** BEGIN **

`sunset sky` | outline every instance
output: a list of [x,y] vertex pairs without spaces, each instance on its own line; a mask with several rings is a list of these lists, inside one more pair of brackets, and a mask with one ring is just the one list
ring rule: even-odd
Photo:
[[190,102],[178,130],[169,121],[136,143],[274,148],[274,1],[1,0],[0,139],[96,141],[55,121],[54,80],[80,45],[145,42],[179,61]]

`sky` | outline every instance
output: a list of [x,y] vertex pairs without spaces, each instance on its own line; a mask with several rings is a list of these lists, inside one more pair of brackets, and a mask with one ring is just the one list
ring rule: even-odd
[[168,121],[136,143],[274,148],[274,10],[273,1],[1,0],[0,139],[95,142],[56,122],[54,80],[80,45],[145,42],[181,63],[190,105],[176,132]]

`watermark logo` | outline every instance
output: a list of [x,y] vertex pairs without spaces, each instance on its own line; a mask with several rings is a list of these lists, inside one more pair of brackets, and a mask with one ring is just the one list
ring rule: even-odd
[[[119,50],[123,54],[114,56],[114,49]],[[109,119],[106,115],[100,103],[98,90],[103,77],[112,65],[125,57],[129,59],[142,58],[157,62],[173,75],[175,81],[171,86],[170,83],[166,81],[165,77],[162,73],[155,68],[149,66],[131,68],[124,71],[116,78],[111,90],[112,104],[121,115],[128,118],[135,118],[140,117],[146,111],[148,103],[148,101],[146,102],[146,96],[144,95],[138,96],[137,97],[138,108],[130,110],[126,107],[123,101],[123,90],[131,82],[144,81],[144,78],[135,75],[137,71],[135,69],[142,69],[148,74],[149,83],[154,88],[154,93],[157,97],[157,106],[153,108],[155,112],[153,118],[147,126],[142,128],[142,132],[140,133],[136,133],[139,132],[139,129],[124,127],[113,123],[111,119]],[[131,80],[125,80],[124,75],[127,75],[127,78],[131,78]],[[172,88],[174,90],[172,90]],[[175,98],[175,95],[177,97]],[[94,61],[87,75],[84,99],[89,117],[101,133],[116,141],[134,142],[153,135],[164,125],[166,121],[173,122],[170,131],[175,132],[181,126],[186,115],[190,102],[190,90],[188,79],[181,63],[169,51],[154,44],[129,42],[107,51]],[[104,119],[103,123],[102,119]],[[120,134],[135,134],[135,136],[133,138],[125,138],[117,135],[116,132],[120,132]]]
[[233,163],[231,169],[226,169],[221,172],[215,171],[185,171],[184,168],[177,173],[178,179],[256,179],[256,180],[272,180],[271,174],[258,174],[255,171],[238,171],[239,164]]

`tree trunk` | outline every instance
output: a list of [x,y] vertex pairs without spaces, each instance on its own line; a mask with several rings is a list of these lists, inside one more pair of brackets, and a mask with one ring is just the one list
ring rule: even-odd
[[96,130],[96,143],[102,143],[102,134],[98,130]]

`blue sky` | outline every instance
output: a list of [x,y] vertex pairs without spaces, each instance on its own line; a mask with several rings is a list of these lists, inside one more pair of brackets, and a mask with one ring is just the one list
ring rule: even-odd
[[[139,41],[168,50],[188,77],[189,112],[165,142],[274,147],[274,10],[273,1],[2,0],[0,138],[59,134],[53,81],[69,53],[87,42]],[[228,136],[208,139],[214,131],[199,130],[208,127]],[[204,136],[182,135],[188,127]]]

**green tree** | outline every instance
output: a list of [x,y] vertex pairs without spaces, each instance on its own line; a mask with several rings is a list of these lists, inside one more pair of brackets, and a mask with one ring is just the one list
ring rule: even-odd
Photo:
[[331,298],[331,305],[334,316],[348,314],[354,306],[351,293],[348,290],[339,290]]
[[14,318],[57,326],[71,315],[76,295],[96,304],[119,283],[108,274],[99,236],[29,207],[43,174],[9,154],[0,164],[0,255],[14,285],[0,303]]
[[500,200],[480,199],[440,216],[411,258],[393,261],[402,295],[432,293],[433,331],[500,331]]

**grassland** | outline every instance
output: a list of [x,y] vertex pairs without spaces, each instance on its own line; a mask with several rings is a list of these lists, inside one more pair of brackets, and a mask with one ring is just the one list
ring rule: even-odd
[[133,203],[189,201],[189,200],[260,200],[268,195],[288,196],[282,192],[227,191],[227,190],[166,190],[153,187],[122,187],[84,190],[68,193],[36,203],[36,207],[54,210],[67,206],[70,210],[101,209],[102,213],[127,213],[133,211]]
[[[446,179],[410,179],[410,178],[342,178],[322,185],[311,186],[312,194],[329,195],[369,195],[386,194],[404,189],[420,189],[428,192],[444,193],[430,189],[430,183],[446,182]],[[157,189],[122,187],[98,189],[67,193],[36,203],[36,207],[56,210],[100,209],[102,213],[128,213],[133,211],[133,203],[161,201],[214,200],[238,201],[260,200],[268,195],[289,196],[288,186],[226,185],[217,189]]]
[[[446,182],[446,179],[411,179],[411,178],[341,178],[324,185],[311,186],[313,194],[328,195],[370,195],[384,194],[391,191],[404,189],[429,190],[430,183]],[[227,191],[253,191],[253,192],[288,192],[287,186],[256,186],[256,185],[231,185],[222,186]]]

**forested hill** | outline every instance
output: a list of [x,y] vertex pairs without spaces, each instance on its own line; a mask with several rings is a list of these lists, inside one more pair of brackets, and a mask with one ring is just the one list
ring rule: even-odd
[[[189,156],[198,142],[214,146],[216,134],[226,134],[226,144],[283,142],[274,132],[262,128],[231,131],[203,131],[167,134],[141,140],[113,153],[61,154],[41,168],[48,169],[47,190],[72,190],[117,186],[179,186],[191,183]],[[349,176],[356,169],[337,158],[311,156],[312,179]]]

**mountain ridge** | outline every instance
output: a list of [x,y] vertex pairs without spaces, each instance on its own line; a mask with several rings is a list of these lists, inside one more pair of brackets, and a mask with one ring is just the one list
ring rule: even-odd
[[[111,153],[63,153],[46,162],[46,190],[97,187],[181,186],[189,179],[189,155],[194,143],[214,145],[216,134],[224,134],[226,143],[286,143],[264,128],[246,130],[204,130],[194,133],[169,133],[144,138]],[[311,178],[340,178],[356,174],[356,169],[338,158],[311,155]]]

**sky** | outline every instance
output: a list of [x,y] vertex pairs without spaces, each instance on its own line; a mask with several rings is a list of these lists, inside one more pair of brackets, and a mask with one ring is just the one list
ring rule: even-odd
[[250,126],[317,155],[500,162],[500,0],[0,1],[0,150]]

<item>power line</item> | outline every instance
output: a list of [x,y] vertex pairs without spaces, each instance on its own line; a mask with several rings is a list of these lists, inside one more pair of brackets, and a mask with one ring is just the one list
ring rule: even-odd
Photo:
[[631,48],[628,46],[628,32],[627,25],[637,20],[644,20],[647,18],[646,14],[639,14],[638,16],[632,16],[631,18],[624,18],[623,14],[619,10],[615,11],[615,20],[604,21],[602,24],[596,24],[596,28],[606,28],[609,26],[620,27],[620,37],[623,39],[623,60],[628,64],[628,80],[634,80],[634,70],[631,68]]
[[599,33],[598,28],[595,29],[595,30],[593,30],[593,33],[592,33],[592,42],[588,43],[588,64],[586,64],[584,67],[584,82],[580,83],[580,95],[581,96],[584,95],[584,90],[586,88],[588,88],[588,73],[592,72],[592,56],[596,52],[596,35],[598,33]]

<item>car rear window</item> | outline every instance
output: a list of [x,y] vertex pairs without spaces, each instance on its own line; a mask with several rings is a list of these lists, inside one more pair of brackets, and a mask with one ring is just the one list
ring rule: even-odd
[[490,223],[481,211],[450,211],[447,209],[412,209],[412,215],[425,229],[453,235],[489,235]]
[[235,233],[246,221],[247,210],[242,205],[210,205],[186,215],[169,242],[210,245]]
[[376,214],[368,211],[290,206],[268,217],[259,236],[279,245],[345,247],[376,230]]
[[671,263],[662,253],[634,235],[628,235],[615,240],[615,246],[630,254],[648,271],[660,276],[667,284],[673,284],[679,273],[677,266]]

** END **

▸ Task goal
Reproduce the data verbatim, starting at the line containing "hill** | outline every instance" and ending at the line containing "[[250,126],[317,155],[500,162],[500,0],[0,1],[0,150]]", with both of those lines included.

▸ Task solution
**forested hill** | outline every instance
output: a list of [x,y] vertex pairs without spaces, each instance on its own line; a mask with several rings is a list of these lists, inside one more pair of brackets, and a mask with one ring is just the one list
ring rule: even-odd
[[[189,156],[198,142],[214,146],[216,134],[226,134],[226,144],[283,142],[274,132],[262,128],[231,131],[203,131],[167,134],[141,140],[113,153],[61,154],[41,168],[48,169],[47,190],[72,190],[117,186],[179,186],[191,183]],[[349,176],[356,169],[337,158],[311,156],[312,179]]]

**mountain ridge** | outline every instance
output: a list of [x,y] vertex pairs without spaces, each instance on its own line; a mask with several rings is a list of these lists, inside one more pair of brackets, and a mask with one ring is just the one list
ring rule: even-odd
[[[111,153],[63,153],[46,162],[46,190],[97,187],[181,186],[189,179],[189,155],[194,143],[214,145],[216,134],[224,134],[226,143],[286,143],[264,128],[246,130],[204,130],[194,133],[169,133],[144,138]],[[311,178],[340,178],[356,174],[356,169],[338,158],[311,155]]]

**sky** | outline every instance
output: a list of [x,y] vertex pairs without spaces, each instance on its own line; a mask with several rings is a list of these lists, inside one more pair of brackets, and a mask with one ring is just the one list
ring rule: even-odd
[[250,126],[317,155],[500,162],[500,0],[0,1],[0,150]]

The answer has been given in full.